== WHAT NEEDS TO BE DONE ==
Starting with the first line of the data that follows, transcribe every line verbatim until the line containing "Expected: for every instance of the man's bald" has been transcribed.

------ RECORD EXCERPTS ------

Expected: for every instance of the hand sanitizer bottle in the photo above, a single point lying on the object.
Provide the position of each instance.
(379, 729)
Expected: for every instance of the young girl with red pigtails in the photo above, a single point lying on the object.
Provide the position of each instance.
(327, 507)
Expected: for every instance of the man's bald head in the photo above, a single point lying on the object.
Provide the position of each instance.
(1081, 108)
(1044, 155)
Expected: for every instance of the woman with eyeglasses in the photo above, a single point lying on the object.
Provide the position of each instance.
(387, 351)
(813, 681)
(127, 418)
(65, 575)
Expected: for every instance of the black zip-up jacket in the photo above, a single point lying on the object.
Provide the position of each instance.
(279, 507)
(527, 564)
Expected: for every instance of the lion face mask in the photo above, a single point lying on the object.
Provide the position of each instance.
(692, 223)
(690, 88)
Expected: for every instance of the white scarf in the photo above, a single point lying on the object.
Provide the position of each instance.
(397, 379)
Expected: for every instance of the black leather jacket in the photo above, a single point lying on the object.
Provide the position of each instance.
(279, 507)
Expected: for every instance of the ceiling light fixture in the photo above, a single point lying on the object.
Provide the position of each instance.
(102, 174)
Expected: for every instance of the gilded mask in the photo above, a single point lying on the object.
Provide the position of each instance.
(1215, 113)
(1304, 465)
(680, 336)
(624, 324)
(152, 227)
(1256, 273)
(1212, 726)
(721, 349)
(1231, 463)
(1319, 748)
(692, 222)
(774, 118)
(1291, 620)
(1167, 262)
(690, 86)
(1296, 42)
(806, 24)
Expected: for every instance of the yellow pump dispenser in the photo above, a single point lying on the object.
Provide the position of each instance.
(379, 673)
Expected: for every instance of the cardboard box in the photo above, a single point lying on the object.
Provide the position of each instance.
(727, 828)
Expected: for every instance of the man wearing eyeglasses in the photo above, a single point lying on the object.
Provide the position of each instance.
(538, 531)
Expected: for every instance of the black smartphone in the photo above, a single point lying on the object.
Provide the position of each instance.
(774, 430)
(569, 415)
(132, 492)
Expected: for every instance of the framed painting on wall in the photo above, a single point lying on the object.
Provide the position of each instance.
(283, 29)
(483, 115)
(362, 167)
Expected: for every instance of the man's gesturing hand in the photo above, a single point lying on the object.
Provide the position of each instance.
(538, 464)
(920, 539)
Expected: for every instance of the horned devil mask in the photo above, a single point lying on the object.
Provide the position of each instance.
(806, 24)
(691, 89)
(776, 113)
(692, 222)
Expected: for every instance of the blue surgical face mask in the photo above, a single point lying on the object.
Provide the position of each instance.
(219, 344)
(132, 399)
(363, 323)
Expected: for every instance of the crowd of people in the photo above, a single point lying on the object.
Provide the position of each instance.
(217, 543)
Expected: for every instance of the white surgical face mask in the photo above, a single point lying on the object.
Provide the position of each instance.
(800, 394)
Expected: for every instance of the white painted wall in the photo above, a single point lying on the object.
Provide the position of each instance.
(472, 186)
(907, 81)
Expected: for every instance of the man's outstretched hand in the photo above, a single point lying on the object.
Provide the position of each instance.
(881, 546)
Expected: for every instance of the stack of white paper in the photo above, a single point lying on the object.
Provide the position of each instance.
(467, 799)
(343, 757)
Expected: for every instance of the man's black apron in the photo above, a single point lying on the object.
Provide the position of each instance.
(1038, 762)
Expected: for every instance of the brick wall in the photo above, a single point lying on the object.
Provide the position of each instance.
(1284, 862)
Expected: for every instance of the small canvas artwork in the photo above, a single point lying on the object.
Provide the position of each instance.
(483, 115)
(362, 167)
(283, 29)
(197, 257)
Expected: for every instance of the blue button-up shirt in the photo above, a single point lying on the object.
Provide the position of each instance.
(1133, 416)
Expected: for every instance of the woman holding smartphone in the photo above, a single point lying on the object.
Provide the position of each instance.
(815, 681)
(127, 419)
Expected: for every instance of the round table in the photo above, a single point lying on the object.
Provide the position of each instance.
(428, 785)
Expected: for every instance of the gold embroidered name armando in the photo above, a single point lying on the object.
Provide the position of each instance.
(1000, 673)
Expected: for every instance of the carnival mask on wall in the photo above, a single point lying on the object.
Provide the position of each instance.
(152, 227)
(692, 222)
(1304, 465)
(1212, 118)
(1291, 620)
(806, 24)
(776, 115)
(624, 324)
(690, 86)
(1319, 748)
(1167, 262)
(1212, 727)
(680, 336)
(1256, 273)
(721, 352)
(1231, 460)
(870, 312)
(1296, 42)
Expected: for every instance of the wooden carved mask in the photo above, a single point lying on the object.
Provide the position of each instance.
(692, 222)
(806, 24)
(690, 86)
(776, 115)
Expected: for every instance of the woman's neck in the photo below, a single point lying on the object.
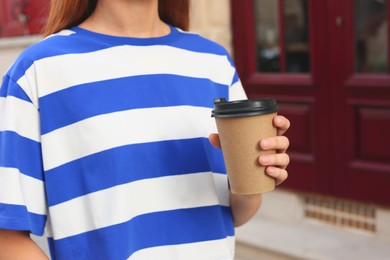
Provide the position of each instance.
(129, 18)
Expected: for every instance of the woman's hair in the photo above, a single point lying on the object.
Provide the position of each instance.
(65, 14)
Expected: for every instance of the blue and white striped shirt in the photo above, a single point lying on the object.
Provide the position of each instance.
(104, 146)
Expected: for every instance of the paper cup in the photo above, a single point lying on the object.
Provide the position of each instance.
(241, 125)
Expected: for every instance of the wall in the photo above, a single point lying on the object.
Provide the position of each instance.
(211, 19)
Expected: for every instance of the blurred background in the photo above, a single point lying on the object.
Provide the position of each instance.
(327, 64)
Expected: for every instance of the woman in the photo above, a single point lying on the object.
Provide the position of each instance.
(104, 138)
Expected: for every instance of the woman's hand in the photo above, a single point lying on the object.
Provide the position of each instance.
(276, 163)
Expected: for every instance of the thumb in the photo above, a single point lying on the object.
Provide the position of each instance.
(214, 140)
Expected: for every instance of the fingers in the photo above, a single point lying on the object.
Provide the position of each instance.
(279, 174)
(280, 159)
(282, 124)
(214, 140)
(279, 143)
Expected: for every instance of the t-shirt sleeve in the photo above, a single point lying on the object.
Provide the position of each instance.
(236, 90)
(22, 189)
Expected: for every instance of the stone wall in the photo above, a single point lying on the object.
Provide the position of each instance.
(212, 19)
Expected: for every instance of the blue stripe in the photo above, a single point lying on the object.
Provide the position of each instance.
(80, 102)
(83, 42)
(11, 88)
(150, 230)
(21, 153)
(131, 163)
(17, 217)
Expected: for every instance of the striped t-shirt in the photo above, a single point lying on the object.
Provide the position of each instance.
(104, 146)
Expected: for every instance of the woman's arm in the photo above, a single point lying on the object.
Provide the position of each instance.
(244, 207)
(18, 245)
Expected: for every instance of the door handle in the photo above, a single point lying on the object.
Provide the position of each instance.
(339, 21)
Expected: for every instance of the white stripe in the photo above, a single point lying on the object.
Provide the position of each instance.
(237, 92)
(61, 33)
(222, 249)
(222, 189)
(107, 131)
(19, 116)
(63, 71)
(29, 85)
(20, 189)
(124, 202)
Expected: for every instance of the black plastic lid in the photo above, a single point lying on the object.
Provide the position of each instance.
(242, 108)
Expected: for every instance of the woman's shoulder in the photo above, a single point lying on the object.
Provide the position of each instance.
(60, 43)
(197, 42)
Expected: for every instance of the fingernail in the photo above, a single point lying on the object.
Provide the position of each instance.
(265, 143)
(264, 160)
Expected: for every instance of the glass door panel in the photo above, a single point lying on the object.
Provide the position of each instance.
(282, 36)
(371, 36)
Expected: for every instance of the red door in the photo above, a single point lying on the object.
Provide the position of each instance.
(327, 64)
(22, 17)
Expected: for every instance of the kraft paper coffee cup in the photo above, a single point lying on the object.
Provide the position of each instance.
(241, 125)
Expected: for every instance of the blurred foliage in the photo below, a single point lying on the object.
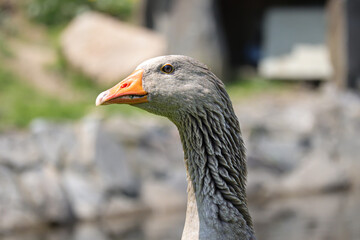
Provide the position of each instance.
(22, 103)
(57, 12)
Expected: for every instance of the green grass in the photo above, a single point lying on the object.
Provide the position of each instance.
(20, 103)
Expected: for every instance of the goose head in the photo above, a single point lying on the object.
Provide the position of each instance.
(168, 85)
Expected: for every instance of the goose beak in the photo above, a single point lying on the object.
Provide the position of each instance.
(128, 91)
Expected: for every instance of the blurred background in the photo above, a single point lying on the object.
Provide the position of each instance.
(69, 170)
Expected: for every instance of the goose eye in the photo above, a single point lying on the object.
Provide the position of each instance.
(167, 68)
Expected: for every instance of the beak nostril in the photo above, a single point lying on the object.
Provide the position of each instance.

------

== SOLUTION TO THE EXERCISE ==
Expected: for every instance of the hand sanitizer bottle in the photo above, a single point lying on the object.
Provide the position of each instance.
(379, 729)
Expected: for every instance of the young girl with red pigtails in the photo above, a single point lying on the object.
Provide the position of each instance.
(327, 507)
Expected: for every instance of the man's bald head in the photo above, a single point lying on the object.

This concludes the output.